● **CONSIGNES**
- a) D'après le texte sur l'école physiocratique, en quelle année Du Pont de Nemours a-t-il publié les œuvres de Quesnay sous le titre de Physiocratie ?
- b) Poursuivez le texte sur l'école physiocratique à partir de sa dernière phrase.

Mais dès 1758, au lendemain de la retentissante publication de Quesnay, leur école s'était formée; les deux courants s'étaient réunis, Gournay et Quesnay, s'étaient étroitement alliés. Autour d'eux, leurs disciples se groupaient eu un corps de théoriciens et de polémistes. La plupart escarmouchaient encore pour conquérir la liberté du commerce ou pour défendre des théories secondaires : tels Patullo, Chamousset, Morellet, Abeille, Saint-Peravy. Mais des efforts plus sérieux n'allaient pas tarder à être faits. Ce fut d'abord, du marquis de Mirabeau, après sa conversion aux idées de Quesnay, après une Explication du tableau économique (1759) et une Théorie de l'impôt (1760), un essai très méritoire de synthèse dans sa Philosophie rurale (1763); ce fut ensuite une campagne active dans les journaux, successivement dans la Gazette du commerce (1764-65), dans le Journal d'agriculture, de commerce et de finances (1765-66), et dans les Ephémérides du citoyen, fondées en 1763 par l'abbé Baudeau; ce fut enfin, en 1767, la publication par Du Pont de Nemours des oeuvres de Quesnay sous le titre de Physiocratie; de cette publication date la constitution officielle de l'école. Elle ne cessa pas, dès lors, de grandir;
mais il ne fut presque rien ajouté à sa doctrine. Gournay était mort
en 1759; Quesnay, par ses petits traités postérieurs au Droit naturel,
précisa son système, mais ne l'enrichit point; enfin, les plus intelligents
de ses disciples le développèrent sans le renouveler ou le modifier.

● **JEU DE DONNÉES**
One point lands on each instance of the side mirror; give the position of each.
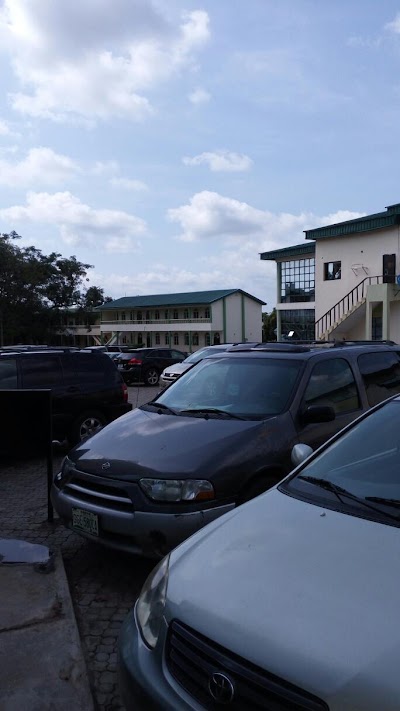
(317, 413)
(300, 452)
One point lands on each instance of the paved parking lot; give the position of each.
(104, 585)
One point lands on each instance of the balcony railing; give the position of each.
(345, 305)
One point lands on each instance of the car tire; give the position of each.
(257, 487)
(85, 425)
(151, 376)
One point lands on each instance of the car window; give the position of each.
(363, 461)
(332, 383)
(381, 375)
(8, 374)
(248, 387)
(44, 371)
(88, 368)
(177, 355)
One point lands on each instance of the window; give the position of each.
(301, 321)
(297, 280)
(44, 371)
(332, 270)
(381, 375)
(332, 383)
(8, 374)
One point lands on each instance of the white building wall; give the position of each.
(360, 256)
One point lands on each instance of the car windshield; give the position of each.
(244, 387)
(364, 463)
(198, 355)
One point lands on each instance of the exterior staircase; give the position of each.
(348, 305)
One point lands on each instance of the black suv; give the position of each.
(87, 390)
(146, 364)
(219, 435)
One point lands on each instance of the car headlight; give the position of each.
(151, 603)
(178, 489)
(66, 469)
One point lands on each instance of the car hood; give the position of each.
(307, 593)
(143, 443)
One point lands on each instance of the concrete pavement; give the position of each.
(42, 667)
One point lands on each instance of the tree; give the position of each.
(33, 289)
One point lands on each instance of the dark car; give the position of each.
(147, 364)
(87, 390)
(217, 437)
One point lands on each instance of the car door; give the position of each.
(331, 382)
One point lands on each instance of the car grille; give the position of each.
(93, 492)
(193, 660)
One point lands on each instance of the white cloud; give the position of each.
(78, 223)
(42, 166)
(221, 161)
(199, 96)
(72, 61)
(394, 25)
(128, 184)
(210, 215)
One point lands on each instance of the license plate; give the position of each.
(85, 521)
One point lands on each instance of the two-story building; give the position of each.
(187, 321)
(343, 282)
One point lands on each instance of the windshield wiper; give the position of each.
(211, 411)
(381, 500)
(160, 406)
(340, 492)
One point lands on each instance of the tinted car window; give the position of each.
(90, 369)
(44, 371)
(364, 461)
(8, 374)
(381, 375)
(257, 388)
(332, 383)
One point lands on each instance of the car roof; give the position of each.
(306, 351)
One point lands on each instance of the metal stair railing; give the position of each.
(345, 305)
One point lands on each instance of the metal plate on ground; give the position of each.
(85, 521)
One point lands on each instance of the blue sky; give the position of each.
(169, 142)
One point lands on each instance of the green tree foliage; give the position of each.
(33, 289)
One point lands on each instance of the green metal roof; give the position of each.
(182, 299)
(298, 250)
(377, 221)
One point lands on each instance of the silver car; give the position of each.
(290, 601)
(173, 372)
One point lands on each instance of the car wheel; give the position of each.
(257, 487)
(151, 376)
(85, 425)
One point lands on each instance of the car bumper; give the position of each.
(144, 681)
(145, 533)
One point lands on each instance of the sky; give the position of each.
(168, 143)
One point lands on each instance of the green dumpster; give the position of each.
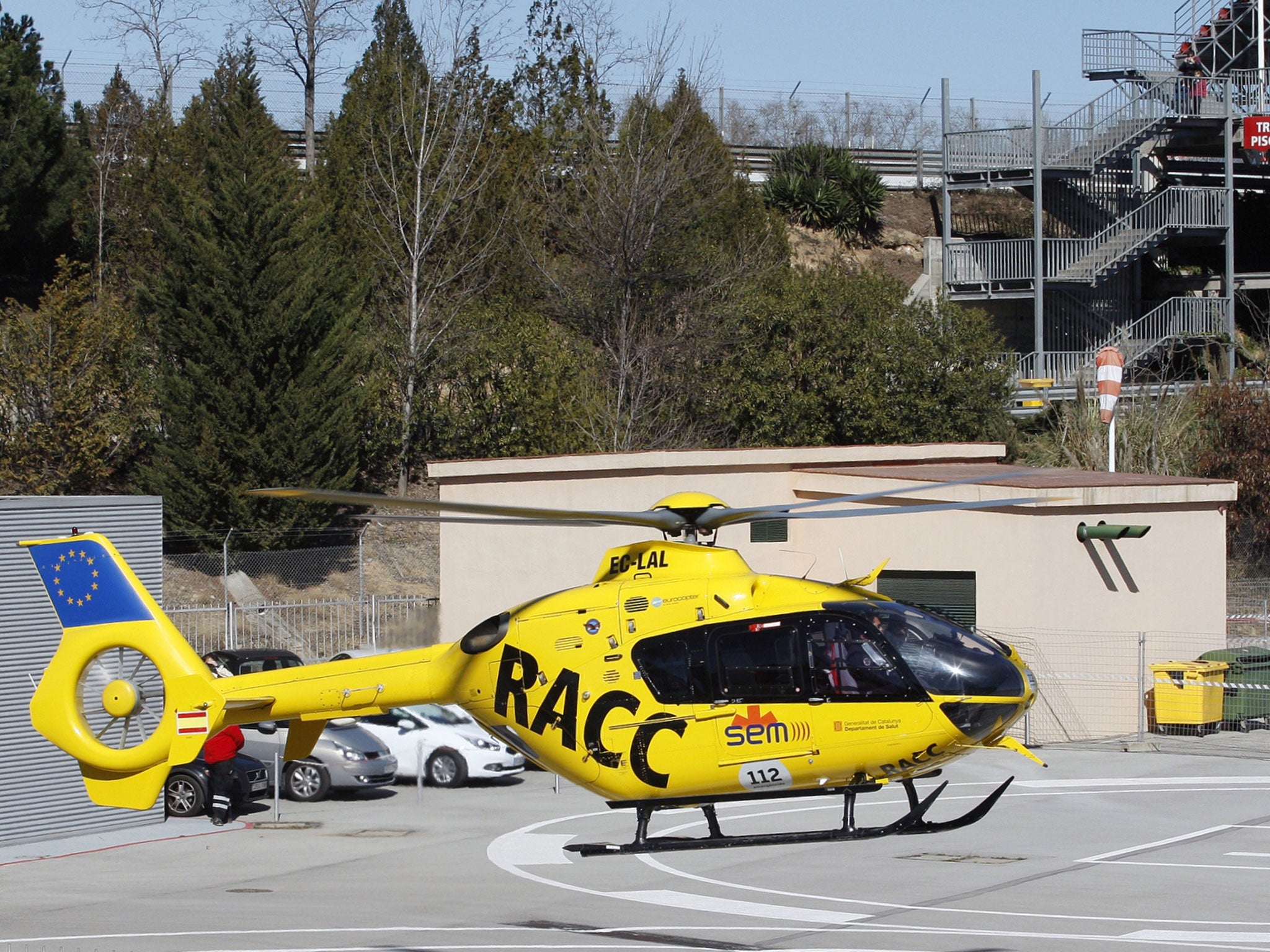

● **RÉPONSES AUX CONSIGNES**
- a) En 1767.

- b)
C'est
Mercier de la Rivière, avec un ouvrage
important sur l'Ordre naturel et essentiel des sociétée politiques
(1767), Baudeau, dont l'lntroduction à la philosophie économique
est un excellent abrégé de la doctrine (1771); Le Trosne, dont l'esprit
net en élucide quelques points, restés obscurs, dans son traité de l'Intérêt
social (1777); enfin Du Pont de Nemours, qui fut jusqu'en 1817 le représentant
fidèle et autorisé de la physiocratie, à laquelle il avait donné, dès
1773, dans son Abrégé des principes, son programme le plus clair
et le plus complet.
Beaucoup de ces mesures furent rapportées
après la chute de Turgot (1776), et l'influence
des idées physiocratiques sur le pouvoir cessa pour un temps. Elle reparut
à la rentrée des physiocrates dans les conseils du gouvernement : Tillet,
Lavoisier,
et surtout Du Pont de Nemours. Les traités de commerce avec l'Angleterre
et avec la Russie (1786) furent en partie leur oeuvre; le programme économique
proposé par Calonne à l'Assemblée des notables,
en 1787, était conforme à leurs théories commerciales et financières.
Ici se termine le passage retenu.